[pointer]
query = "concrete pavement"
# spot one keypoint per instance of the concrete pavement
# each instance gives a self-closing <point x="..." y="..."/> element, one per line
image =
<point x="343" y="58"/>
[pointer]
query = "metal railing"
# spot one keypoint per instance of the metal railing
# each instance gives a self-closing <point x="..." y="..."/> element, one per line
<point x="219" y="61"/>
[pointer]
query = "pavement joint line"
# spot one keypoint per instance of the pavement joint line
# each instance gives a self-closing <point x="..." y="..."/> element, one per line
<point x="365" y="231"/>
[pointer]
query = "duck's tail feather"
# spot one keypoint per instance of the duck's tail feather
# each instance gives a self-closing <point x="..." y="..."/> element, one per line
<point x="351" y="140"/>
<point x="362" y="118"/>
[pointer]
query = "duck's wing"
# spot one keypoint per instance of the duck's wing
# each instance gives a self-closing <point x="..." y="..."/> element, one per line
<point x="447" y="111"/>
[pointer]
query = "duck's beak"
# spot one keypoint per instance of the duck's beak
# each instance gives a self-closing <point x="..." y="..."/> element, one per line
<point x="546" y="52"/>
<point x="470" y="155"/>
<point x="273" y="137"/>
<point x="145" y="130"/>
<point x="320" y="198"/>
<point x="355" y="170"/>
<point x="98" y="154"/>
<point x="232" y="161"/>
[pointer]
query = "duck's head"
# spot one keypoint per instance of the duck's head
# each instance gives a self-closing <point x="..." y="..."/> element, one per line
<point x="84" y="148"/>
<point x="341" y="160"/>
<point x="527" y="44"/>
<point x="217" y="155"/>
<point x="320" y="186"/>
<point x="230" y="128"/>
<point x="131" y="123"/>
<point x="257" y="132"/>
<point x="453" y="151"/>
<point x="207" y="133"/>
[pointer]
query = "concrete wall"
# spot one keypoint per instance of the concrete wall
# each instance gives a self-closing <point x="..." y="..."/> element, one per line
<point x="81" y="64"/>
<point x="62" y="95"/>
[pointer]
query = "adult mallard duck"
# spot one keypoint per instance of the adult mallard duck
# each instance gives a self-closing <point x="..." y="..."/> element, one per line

EXERCISE REQUIREMENTS →
Reproduce the full set of records precisely.

THE SOLUTION →
[pointer]
query = "concrete pavement"
# spot one keypoint per instance of the concrete pavement
# each instance gives a self-closing <point x="..." y="..."/> element, one per line
image =
<point x="343" y="58"/>
[pointer]
query = "metal railing"
# spot one keypoint per instance of the metal railing
# each instance gives a self-closing <point x="..." y="..."/> element, one per line
<point x="219" y="61"/>
[pointer]
query = "pavement joint line"
# spot one keypoint per instance of the pavement joint line
# each instance gives a self-closing <point x="..." y="..."/> element, one per line
<point x="365" y="231"/>
[pointer]
query = "duck's tail feather"
# spot one keypoint per instance of the duck's tail feather
# each instance gives a self-closing <point x="..." y="..."/> element, one per line
<point x="351" y="140"/>
<point x="362" y="118"/>
[pointer]
query = "duck's wing"
# spot one keypoint per instance of the duck's wing
# each instance gives a self-closing <point x="..." y="..."/> element, one per line
<point x="447" y="111"/>
[pointer]
query = "duck's beak"
# spot one keypoint per instance of the duck's beak
# each instance gives a self-closing <point x="..." y="..."/> element, one per line
<point x="546" y="52"/>
<point x="470" y="155"/>
<point x="273" y="137"/>
<point x="145" y="130"/>
<point x="320" y="198"/>
<point x="355" y="170"/>
<point x="98" y="154"/>
<point x="232" y="161"/>
[pointer]
query = "duck's head"
# spot one keypoint per instance of the duck's head
# each instance gives a self-closing <point x="..." y="..."/> element, one per line
<point x="84" y="148"/>
<point x="341" y="160"/>
<point x="527" y="44"/>
<point x="217" y="155"/>
<point x="320" y="186"/>
<point x="230" y="128"/>
<point x="131" y="123"/>
<point x="257" y="132"/>
<point x="453" y="151"/>
<point x="207" y="133"/>
[pointer]
query = "concrete wall"
# spot one keypoint per instance of the concrete wall
# each instance gives a self-closing <point x="..." y="..."/> element, one per line
<point x="81" y="64"/>
<point x="62" y="95"/>
[pointer]
query = "adult mallard duck"
# spot one keypoint per instance of the adult mallard duck
# each instance gives a self-closing <point x="..." y="..."/> element, one per line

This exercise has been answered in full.